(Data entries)
++++++

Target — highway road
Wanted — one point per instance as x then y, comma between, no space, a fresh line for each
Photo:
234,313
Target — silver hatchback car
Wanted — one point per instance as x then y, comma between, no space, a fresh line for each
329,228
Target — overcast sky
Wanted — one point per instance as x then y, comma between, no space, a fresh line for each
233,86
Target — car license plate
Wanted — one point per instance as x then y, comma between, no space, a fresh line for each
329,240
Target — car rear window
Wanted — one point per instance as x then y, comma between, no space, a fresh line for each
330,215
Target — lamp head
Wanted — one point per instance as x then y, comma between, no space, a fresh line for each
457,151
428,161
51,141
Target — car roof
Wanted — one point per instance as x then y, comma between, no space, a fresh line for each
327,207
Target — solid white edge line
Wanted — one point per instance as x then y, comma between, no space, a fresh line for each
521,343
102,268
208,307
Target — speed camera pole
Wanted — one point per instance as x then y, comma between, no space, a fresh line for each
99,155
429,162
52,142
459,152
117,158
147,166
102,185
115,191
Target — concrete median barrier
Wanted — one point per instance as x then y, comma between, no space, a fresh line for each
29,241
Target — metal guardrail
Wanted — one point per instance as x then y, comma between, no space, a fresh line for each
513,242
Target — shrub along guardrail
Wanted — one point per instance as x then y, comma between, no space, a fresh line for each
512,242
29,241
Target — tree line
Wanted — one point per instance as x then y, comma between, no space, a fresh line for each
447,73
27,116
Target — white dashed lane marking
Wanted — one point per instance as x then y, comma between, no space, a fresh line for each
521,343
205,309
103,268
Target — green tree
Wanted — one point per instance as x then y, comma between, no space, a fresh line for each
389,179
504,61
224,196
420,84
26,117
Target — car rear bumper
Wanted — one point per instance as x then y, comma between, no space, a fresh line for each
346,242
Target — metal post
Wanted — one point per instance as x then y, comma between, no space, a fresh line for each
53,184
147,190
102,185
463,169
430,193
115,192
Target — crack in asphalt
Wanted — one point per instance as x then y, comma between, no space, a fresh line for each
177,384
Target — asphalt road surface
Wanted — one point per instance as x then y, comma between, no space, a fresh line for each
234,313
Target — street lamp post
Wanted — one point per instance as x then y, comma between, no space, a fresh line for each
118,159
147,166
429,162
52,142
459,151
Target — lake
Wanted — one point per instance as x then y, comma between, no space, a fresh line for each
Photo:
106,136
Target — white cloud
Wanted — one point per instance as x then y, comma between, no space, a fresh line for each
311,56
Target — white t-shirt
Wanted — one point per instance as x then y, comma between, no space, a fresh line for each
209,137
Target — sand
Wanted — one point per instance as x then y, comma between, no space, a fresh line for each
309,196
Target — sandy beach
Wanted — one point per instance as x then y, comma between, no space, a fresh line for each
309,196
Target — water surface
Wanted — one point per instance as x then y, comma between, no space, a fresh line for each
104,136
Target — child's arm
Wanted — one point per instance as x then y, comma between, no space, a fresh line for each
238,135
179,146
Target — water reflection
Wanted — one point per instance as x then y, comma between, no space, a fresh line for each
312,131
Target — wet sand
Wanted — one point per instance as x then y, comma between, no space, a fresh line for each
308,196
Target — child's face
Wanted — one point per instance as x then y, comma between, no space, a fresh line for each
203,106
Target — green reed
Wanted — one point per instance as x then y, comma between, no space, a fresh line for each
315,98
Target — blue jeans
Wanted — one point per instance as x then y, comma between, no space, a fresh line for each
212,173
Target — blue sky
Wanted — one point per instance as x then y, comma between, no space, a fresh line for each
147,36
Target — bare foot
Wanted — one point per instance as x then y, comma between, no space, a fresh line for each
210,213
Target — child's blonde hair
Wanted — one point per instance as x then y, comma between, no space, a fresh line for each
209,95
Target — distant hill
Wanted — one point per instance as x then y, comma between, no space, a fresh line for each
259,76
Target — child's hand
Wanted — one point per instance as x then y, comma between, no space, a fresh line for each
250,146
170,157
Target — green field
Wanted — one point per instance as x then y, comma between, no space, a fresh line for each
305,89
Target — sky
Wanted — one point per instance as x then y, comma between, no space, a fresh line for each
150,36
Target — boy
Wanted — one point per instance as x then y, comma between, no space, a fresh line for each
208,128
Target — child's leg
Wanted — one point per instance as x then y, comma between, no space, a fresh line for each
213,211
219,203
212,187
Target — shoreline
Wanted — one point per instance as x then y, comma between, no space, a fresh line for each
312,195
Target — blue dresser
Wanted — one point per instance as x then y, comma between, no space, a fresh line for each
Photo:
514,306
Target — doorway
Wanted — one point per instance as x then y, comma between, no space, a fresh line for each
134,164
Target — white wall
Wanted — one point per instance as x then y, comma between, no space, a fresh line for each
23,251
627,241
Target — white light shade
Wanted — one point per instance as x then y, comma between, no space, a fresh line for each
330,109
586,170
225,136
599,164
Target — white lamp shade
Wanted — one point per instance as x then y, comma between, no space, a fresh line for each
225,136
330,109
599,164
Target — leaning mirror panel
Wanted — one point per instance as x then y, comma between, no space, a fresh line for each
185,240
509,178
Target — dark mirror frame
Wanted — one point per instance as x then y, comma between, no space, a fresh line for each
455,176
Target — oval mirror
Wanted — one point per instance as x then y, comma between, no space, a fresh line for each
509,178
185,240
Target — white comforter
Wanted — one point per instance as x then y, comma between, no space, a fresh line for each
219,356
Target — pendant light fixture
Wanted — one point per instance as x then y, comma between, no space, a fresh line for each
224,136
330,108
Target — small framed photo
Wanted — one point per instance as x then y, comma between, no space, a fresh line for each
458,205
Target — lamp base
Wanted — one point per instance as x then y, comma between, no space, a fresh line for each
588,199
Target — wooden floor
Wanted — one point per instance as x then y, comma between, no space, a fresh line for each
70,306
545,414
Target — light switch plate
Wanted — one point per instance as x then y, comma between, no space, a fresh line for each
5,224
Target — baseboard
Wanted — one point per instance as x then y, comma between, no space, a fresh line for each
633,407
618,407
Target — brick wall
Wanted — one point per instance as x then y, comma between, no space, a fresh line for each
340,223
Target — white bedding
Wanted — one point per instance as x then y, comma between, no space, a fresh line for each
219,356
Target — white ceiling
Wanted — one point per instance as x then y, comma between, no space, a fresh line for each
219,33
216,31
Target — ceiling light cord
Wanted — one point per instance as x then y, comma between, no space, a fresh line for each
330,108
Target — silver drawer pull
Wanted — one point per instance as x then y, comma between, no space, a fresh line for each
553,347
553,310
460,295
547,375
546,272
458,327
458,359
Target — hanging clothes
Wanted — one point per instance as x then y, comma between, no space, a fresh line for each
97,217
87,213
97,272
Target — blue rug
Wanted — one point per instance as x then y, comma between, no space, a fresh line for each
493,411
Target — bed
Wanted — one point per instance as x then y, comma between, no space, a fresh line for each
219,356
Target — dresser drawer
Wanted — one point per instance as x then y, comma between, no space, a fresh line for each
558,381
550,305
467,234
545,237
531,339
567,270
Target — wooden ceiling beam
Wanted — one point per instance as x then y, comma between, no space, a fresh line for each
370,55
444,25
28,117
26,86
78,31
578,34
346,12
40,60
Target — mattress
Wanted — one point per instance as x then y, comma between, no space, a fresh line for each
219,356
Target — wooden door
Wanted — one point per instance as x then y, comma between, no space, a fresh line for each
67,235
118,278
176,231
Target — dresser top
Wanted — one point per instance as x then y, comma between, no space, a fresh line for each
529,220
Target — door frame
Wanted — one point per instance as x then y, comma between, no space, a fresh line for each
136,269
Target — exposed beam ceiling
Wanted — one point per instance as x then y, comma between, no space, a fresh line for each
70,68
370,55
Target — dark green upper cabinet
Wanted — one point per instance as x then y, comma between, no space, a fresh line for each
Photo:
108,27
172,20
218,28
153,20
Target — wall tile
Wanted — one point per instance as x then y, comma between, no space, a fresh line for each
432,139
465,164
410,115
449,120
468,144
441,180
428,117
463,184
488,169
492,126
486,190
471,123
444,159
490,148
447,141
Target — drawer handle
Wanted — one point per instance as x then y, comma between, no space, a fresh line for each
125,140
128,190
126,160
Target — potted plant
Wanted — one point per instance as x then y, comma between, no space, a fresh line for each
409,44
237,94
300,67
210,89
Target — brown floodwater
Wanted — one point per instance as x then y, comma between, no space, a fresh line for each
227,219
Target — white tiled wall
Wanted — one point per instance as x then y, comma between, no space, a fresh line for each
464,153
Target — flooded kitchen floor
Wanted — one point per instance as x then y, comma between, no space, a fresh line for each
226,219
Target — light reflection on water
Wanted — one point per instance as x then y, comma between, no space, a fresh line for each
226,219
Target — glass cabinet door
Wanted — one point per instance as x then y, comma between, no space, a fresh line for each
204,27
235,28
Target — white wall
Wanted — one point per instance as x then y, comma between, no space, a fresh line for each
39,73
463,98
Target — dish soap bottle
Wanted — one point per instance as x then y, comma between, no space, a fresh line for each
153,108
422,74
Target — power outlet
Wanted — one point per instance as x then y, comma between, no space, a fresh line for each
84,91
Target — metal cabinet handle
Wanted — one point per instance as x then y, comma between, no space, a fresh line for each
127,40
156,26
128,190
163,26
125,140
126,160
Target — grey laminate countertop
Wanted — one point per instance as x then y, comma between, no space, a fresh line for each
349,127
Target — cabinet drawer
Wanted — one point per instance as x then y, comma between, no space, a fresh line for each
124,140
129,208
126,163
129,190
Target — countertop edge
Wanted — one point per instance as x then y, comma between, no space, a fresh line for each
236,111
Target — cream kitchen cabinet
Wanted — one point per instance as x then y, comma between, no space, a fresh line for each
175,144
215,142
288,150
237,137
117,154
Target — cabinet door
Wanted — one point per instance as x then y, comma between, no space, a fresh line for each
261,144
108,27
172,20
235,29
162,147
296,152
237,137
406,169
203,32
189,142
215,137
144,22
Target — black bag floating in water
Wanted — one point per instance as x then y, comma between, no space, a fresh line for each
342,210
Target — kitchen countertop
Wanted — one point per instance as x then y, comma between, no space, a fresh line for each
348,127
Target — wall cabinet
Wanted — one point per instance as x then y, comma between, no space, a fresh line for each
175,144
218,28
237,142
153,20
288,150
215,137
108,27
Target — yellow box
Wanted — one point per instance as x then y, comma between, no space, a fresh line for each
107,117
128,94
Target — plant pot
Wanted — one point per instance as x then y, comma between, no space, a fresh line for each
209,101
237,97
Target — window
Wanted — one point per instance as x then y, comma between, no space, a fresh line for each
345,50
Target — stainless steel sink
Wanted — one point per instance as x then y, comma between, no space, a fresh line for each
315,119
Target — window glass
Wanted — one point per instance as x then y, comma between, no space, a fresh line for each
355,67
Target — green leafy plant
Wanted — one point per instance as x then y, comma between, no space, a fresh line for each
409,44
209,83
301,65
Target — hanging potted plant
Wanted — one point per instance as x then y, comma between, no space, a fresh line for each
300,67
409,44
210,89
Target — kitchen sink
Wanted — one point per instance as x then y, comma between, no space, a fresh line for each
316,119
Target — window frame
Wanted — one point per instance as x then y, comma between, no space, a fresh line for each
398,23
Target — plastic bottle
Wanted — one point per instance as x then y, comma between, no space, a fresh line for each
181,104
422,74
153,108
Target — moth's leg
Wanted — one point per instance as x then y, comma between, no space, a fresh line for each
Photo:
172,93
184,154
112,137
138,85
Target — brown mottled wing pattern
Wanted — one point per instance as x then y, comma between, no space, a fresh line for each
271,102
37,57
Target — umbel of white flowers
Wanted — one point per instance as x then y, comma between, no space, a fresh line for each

++++++

Locate "Target — stainless steel sink" in the material, then quote the line that contains it and all lines after it through the final one.

Target — stainless steel sink
Wanted — one point per instance as x then y, comma between, no space, a fresh line for each
315,119
Target — window glass
Wanted — one point per instance as x then y, comma between, no space, a fresh line for each
355,67
Target — green leafy plant
Wanted — one point per instance as x then y, comma between, no space, a fresh line for each
409,44
209,83
301,65
Target — hanging potted plant
Wanted — one point per instance as x then y, comma between, no space, a fresh line for each
300,67
409,44
210,89
Target — kitchen sink
Wanted — one point per instance as x then y, comma between, no space, a fresh line for each
316,119
Target — window frame
Wanted — one point per instance as x then y, comma between, no space, a fresh line for each
398,23
Target — plastic bottle
Wanted — one point per instance as x then y, comma between, no space, a fresh line for each
181,104
422,74
153,108
Target — moth's leg
Wanted — one point per instance as x then y, comma between, no space, a fresh line for each
Photo:
172,93
184,154
112,137
138,85
Target — brown mottled wing pattern
Wanted — one point per instance as x then y, comma between, no space, a fresh line for each
271,102
37,57
Target — umbel of white flowers
Wanted — one point per instance as x then y, comma between, no space, a fresh line for each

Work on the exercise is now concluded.